*Objective*: Transcribe the listing below verbatim, line by line, leaving out the pictures.

*Source data*:
- - - - - - -
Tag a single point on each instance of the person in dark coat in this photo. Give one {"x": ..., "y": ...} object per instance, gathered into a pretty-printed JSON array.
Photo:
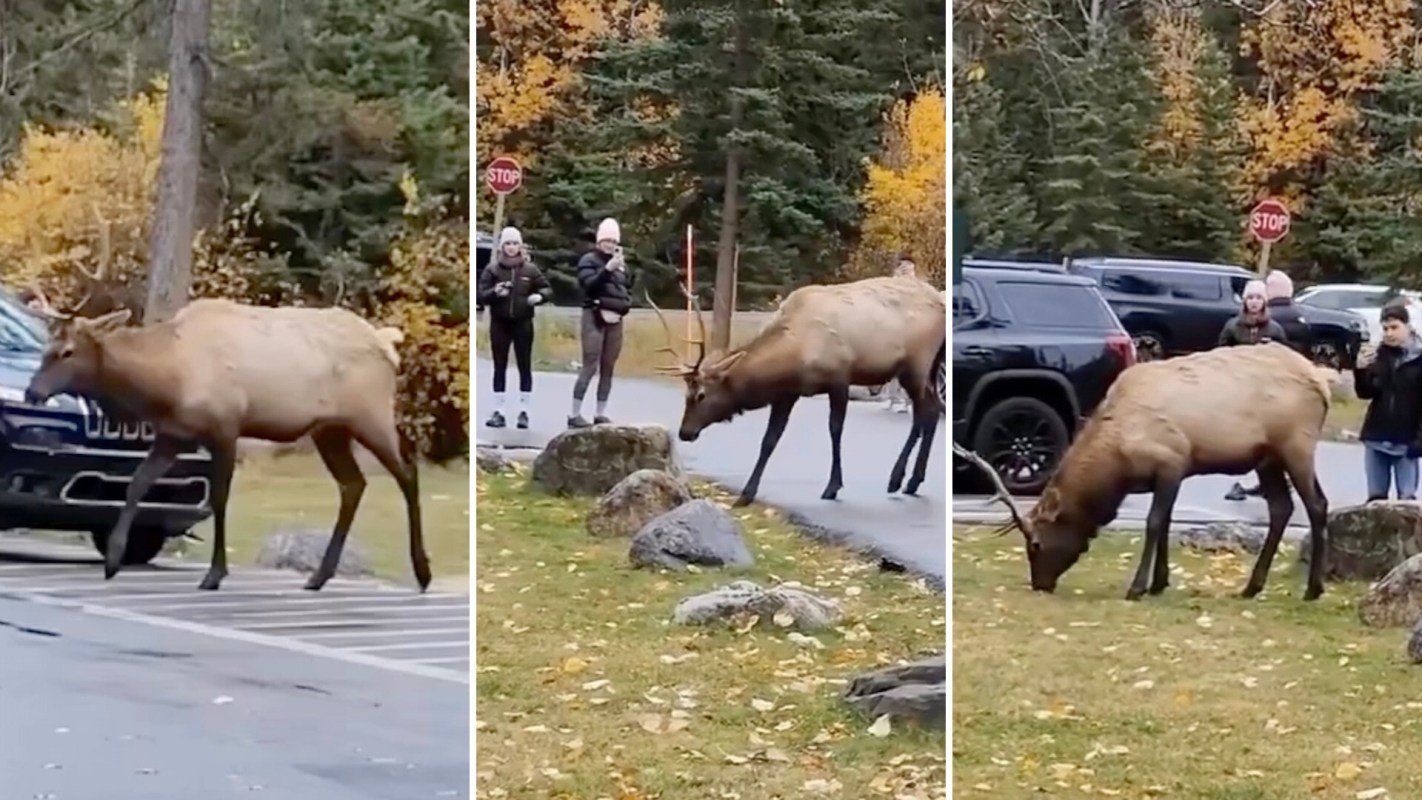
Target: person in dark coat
[
  {"x": 1390, "y": 377},
  {"x": 1252, "y": 326},
  {"x": 606, "y": 286},
  {"x": 509, "y": 289}
]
- - - - - - -
*Response*:
Tag a single point on each instance of the person in dark coat in this photo. Give one {"x": ..., "y": ...} object per instance, gathered into a pretty-printed JSON array.
Photo:
Target: person in dark coat
[
  {"x": 1390, "y": 377},
  {"x": 1252, "y": 326},
  {"x": 606, "y": 286},
  {"x": 509, "y": 289}
]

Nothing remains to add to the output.